*INSTRUCTION*
Update the entries from the line containing "find wooden post" through the end of the entries, inclusive, by replacing "wooden post" with "timber post" and leaving everything else unchanged. Return only those lines.

[Dataset excerpts on object pointing]

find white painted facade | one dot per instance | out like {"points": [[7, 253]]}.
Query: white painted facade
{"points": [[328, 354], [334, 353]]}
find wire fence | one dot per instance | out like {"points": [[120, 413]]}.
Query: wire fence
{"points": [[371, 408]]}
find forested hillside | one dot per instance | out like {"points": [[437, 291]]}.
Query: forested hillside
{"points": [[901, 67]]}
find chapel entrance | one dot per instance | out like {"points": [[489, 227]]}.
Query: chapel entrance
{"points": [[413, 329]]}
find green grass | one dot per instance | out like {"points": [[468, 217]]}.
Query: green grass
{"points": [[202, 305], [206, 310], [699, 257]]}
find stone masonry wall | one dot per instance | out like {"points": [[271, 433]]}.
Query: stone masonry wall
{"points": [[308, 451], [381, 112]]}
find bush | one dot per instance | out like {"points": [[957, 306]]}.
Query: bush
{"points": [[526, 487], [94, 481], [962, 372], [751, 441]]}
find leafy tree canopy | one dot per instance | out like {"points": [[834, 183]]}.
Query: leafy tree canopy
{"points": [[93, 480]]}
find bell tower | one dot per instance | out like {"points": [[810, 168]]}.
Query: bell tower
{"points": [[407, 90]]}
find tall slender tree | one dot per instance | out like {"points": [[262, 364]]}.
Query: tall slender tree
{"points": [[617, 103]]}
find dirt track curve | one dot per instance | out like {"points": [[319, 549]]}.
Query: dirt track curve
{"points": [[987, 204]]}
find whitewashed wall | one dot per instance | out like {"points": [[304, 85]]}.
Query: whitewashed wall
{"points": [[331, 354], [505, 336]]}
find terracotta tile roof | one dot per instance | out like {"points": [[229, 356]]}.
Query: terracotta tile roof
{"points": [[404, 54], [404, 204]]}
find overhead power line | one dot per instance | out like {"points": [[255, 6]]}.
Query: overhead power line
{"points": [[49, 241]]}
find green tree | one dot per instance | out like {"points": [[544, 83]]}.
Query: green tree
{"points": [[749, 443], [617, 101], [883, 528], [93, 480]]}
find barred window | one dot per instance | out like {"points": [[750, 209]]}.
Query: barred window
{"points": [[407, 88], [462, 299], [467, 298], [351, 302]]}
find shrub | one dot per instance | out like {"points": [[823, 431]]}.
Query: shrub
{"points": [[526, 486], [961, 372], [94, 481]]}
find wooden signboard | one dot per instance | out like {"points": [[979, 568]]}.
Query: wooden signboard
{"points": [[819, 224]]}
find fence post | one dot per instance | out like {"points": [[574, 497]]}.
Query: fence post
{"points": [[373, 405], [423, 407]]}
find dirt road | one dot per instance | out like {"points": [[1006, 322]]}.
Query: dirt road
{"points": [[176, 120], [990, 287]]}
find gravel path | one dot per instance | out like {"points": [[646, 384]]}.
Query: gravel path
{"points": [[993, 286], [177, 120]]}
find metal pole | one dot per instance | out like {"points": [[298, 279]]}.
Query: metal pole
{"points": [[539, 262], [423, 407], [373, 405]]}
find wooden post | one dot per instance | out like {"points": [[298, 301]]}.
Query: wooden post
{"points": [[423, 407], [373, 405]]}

*SOLUTION*
find timber post | one dot per instance | out like {"points": [[298, 301]]}.
Query: timber post
{"points": [[423, 407], [373, 405]]}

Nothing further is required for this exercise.